**What needs to be done**
Arrange every line of the records below as a numbered list, skipping blank lines. Leave the pictures out of your answer.

Records from a data collection:
-- begin --
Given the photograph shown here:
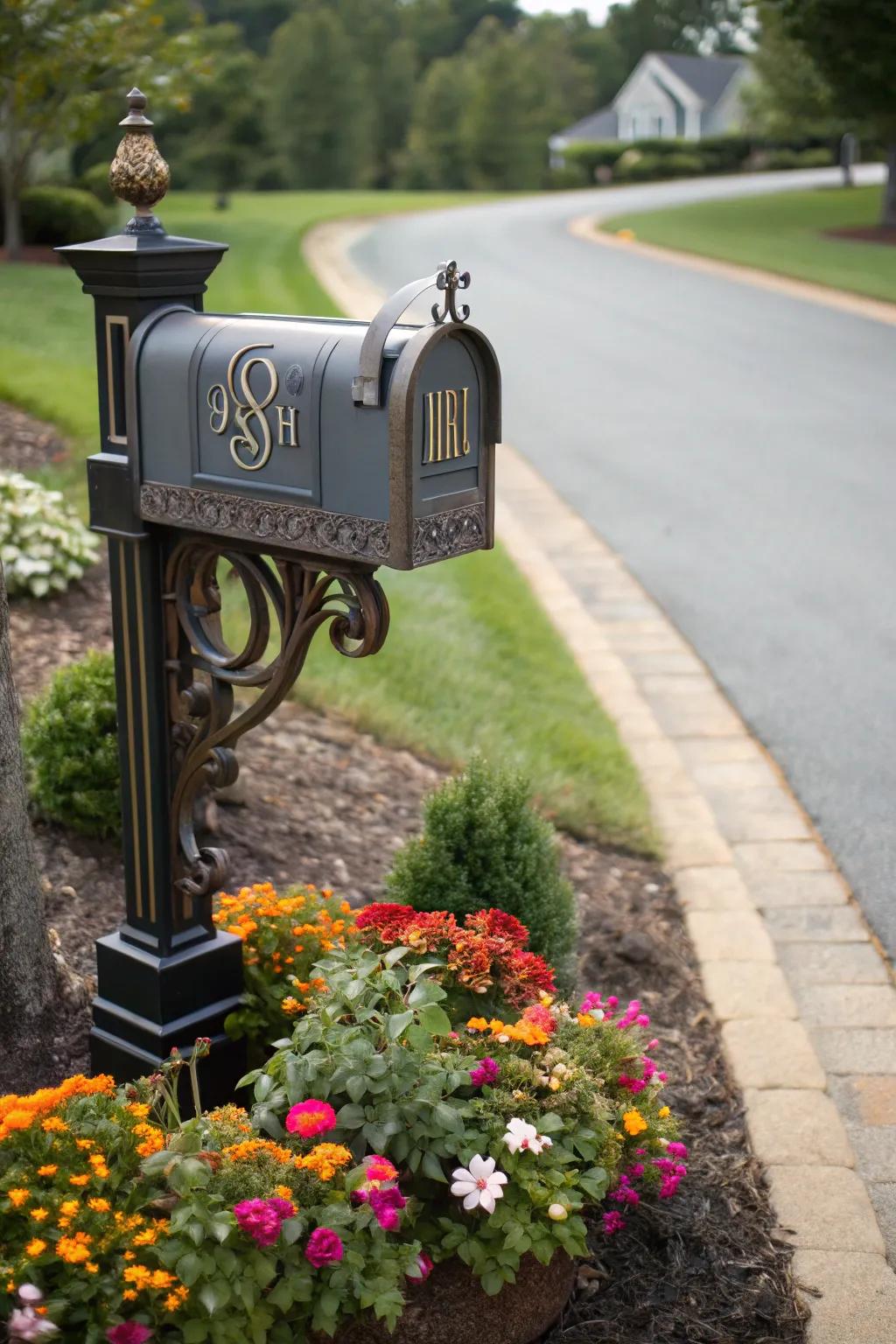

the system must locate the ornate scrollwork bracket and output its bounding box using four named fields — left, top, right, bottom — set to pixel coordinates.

left=432, top=261, right=470, bottom=324
left=164, top=537, right=389, bottom=900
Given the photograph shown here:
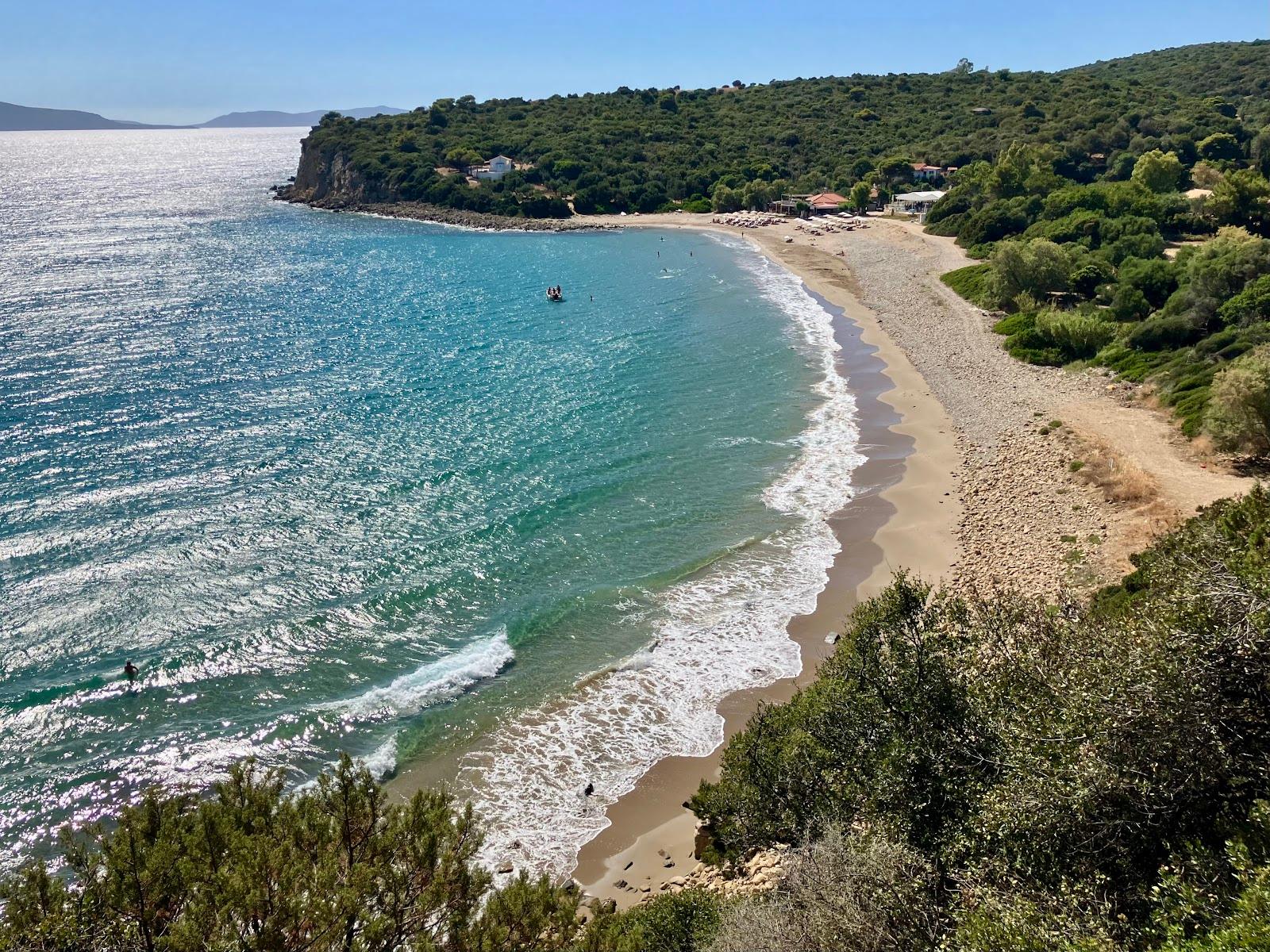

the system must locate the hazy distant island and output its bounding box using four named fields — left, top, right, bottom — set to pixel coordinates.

left=0, top=103, right=405, bottom=132
left=0, top=33, right=1270, bottom=952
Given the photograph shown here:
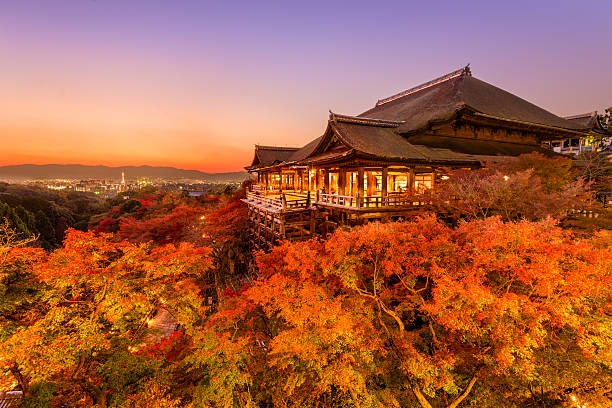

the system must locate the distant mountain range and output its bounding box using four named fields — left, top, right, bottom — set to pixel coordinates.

left=0, top=164, right=248, bottom=183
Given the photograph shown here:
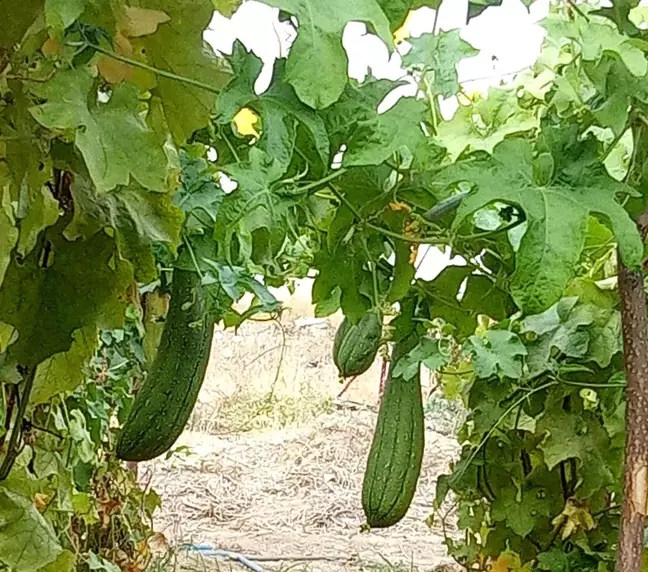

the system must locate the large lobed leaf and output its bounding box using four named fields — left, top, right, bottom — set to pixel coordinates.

left=436, top=140, right=643, bottom=313
left=264, top=0, right=393, bottom=109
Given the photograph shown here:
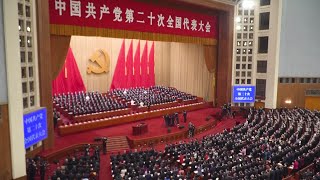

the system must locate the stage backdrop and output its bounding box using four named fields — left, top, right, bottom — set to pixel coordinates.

left=70, top=36, right=215, bottom=101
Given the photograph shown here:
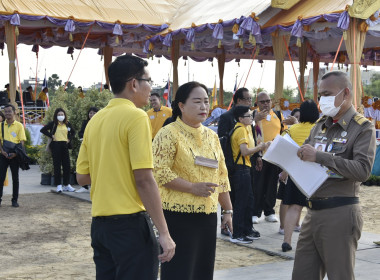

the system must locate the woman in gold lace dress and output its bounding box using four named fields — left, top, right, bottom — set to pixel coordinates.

left=153, top=82, right=232, bottom=280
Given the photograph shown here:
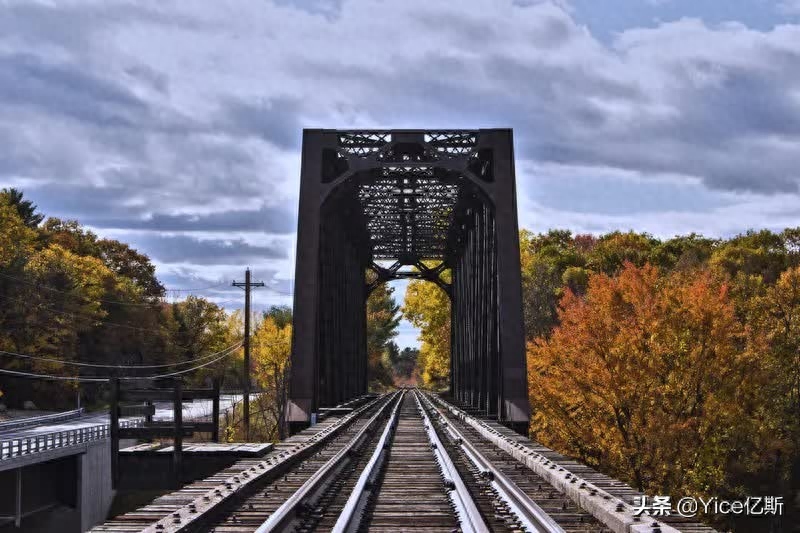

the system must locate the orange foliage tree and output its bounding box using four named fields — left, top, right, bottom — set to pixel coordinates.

left=528, top=262, right=763, bottom=495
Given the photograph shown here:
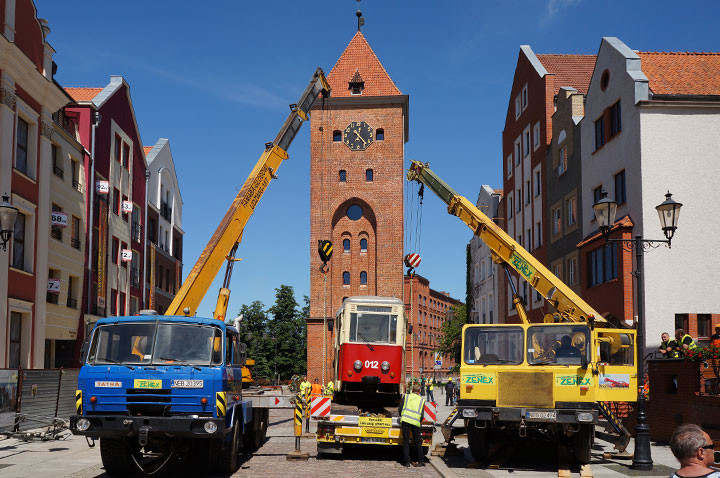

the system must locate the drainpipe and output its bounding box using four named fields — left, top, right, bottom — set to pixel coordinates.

left=86, top=111, right=101, bottom=315
left=140, top=169, right=153, bottom=309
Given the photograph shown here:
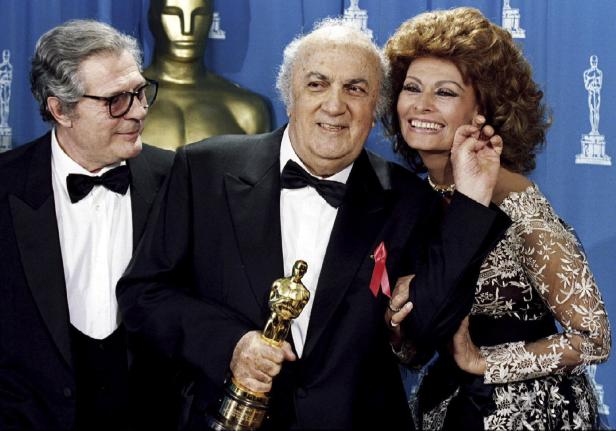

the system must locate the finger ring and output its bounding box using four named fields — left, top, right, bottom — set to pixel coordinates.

left=387, top=300, right=402, bottom=313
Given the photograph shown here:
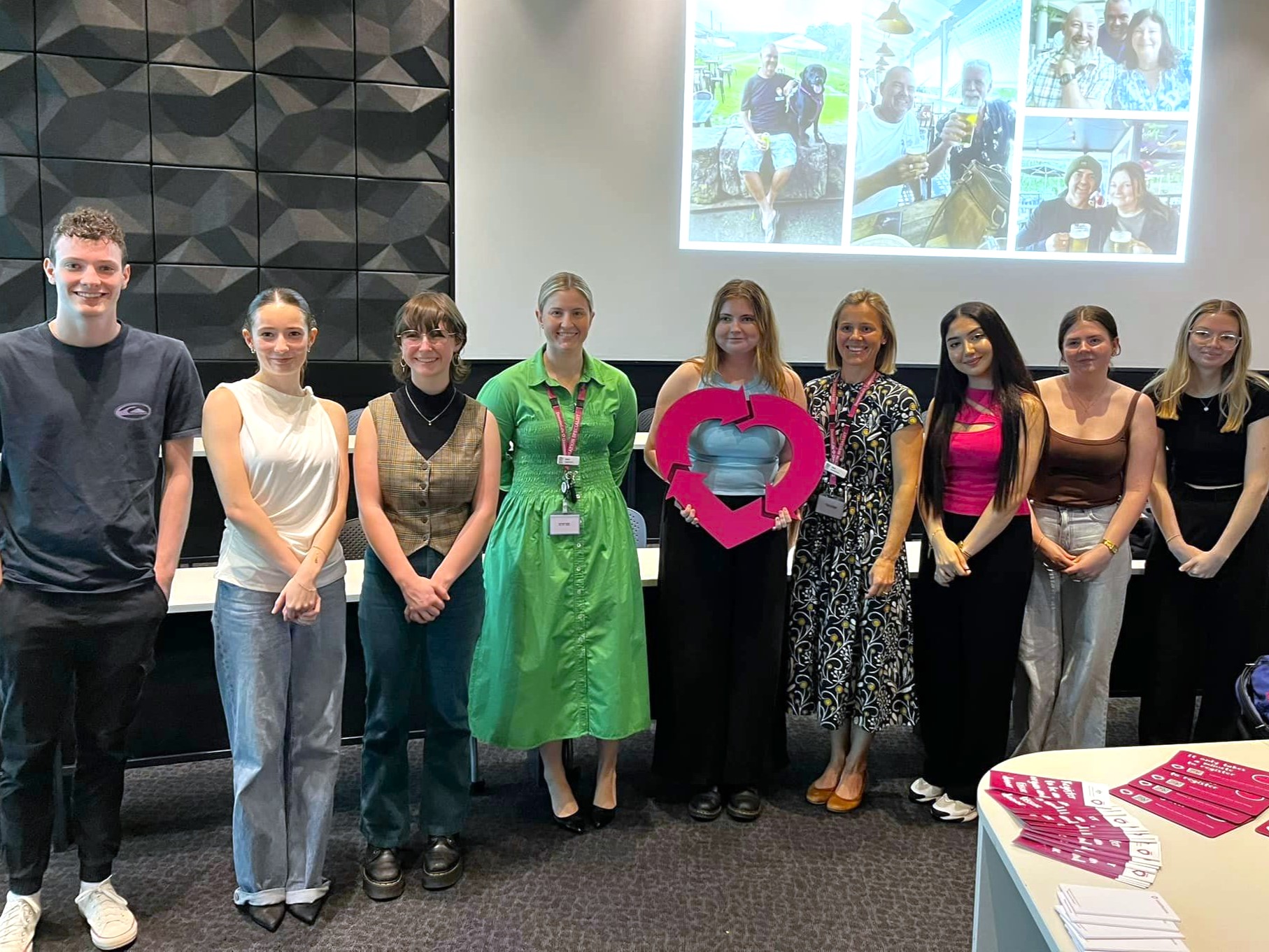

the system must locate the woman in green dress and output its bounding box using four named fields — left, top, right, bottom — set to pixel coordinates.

left=471, top=271, right=651, bottom=832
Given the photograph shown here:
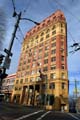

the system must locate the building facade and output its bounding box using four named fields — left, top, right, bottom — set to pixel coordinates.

left=2, top=73, right=16, bottom=102
left=12, top=10, right=68, bottom=111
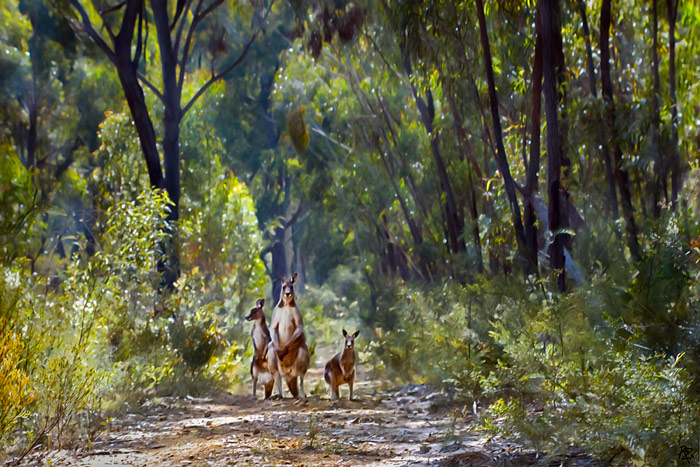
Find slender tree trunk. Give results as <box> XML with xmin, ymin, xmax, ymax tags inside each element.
<box><xmin>666</xmin><ymin>0</ymin><xmax>682</xmax><ymax>210</ymax></box>
<box><xmin>476</xmin><ymin>0</ymin><xmax>527</xmax><ymax>271</ymax></box>
<box><xmin>404</xmin><ymin>58</ymin><xmax>467</xmax><ymax>253</ymax></box>
<box><xmin>27</xmin><ymin>30</ymin><xmax>39</xmax><ymax>168</ymax></box>
<box><xmin>114</xmin><ymin>0</ymin><xmax>165</xmax><ymax>189</ymax></box>
<box><xmin>600</xmin><ymin>0</ymin><xmax>641</xmax><ymax>261</ymax></box>
<box><xmin>576</xmin><ymin>0</ymin><xmax>620</xmax><ymax>219</ymax></box>
<box><xmin>447</xmin><ymin>89</ymin><xmax>484</xmax><ymax>274</ymax></box>
<box><xmin>576</xmin><ymin>0</ymin><xmax>598</xmax><ymax>98</ymax></box>
<box><xmin>151</xmin><ymin>0</ymin><xmax>182</xmax><ymax>288</ymax></box>
<box><xmin>371</xmin><ymin>134</ymin><xmax>430</xmax><ymax>280</ymax></box>
<box><xmin>651</xmin><ymin>0</ymin><xmax>666</xmax><ymax>218</ymax></box>
<box><xmin>523</xmin><ymin>7</ymin><xmax>542</xmax><ymax>274</ymax></box>
<box><xmin>540</xmin><ymin>0</ymin><xmax>566</xmax><ymax>292</ymax></box>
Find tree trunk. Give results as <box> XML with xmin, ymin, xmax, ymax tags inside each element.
-- end --
**Response below**
1. Given the photograph shown here:
2. the system must locate the ornate scrollwork bracket and output its bounding box using four named fields — left, top, right, bottom — set to pixel coordinates.
3. left=432, top=261, right=470, bottom=324
4. left=164, top=537, right=389, bottom=900
5. Given the photograph shown here:
6. the system must locate the hazy distant island and output its bounding box using four named fields — left, top, right, bottom — set to pixel coordinates.
7. left=0, top=103, right=405, bottom=132
8. left=0, top=33, right=1270, bottom=952
9. Given the photograph shown here:
10. the system must locate the distant mountain range and output its bounding box using four named fields — left, top, right, bottom — set to pixel coordinates.
11. left=0, top=164, right=248, bottom=183
12. Given the photograph shown here:
13. the system must locate the large lobed leaf and output its bounding box using four named fields — left, top, right, bottom — set to pixel coordinates.
14. left=436, top=140, right=643, bottom=313
15. left=264, top=0, right=393, bottom=109
16. Given the photograph shown here:
17. the system must locate the stage backdrop and output its bounding box using four named fields — left, top, right, bottom — set to pixel coordinates.
18. left=70, top=36, right=215, bottom=101
19. Given the photograph shown here:
20. the system must locate the woman in gold lace dress and output its bounding box using four named fields — left, top, right, bottom — set to pixel coordinates.
21. left=153, top=82, right=232, bottom=280
22. Given the photograph shown here:
23. the system must locate the orange foliage tree and output its bounding box using four named fields — left, top, right, bottom — set to pixel coordinates.
24. left=528, top=262, right=763, bottom=495
25. Given the photograph shown here:
26. the system must locate the drainpipe and output its bounding box using four named fields — left, top, right, bottom — set to pixel coordinates.
27. left=86, top=111, right=101, bottom=315
28. left=140, top=169, right=153, bottom=309
29. Given the photograph shown here:
30. the system must locate the finger ring and output its bounding box using four named fields — left, top, right, bottom — set to pixel coordinates.
31. left=387, top=300, right=402, bottom=313
32. Given the photograph shown here:
33. the system must locate the woman in green dress and output its bounding box using four named fields — left, top, right, bottom — set to pixel coordinates.
34. left=471, top=271, right=651, bottom=832
35. Given the photograph shown here:
36. the system must locate the building facade and output its bounding box using four named fields — left, top, right, bottom — set to pixel coordinates.
37. left=2, top=73, right=16, bottom=102
38. left=12, top=10, right=68, bottom=111
39. Find slender tree trunk. Give results as <box> XML with xmin, ymin, xmax, ymax tags inside each element.
40. <box><xmin>666</xmin><ymin>0</ymin><xmax>682</xmax><ymax>210</ymax></box>
41. <box><xmin>476</xmin><ymin>0</ymin><xmax>527</xmax><ymax>271</ymax></box>
42. <box><xmin>404</xmin><ymin>58</ymin><xmax>467</xmax><ymax>253</ymax></box>
43. <box><xmin>27</xmin><ymin>30</ymin><xmax>39</xmax><ymax>168</ymax></box>
44. <box><xmin>114</xmin><ymin>0</ymin><xmax>165</xmax><ymax>189</ymax></box>
45. <box><xmin>600</xmin><ymin>0</ymin><xmax>641</xmax><ymax>261</ymax></box>
46. <box><xmin>576</xmin><ymin>0</ymin><xmax>620</xmax><ymax>219</ymax></box>
47. <box><xmin>447</xmin><ymin>89</ymin><xmax>484</xmax><ymax>274</ymax></box>
48. <box><xmin>576</xmin><ymin>0</ymin><xmax>598</xmax><ymax>98</ymax></box>
49. <box><xmin>151</xmin><ymin>0</ymin><xmax>182</xmax><ymax>288</ymax></box>
50. <box><xmin>371</xmin><ymin>134</ymin><xmax>430</xmax><ymax>280</ymax></box>
51. <box><xmin>651</xmin><ymin>0</ymin><xmax>666</xmax><ymax>218</ymax></box>
52. <box><xmin>523</xmin><ymin>7</ymin><xmax>542</xmax><ymax>274</ymax></box>
53. <box><xmin>540</xmin><ymin>0</ymin><xmax>566</xmax><ymax>292</ymax></box>
54. Find tree trunk. Give results as <box> XML with xmin, ymin, xmax, ymax tags inside each element.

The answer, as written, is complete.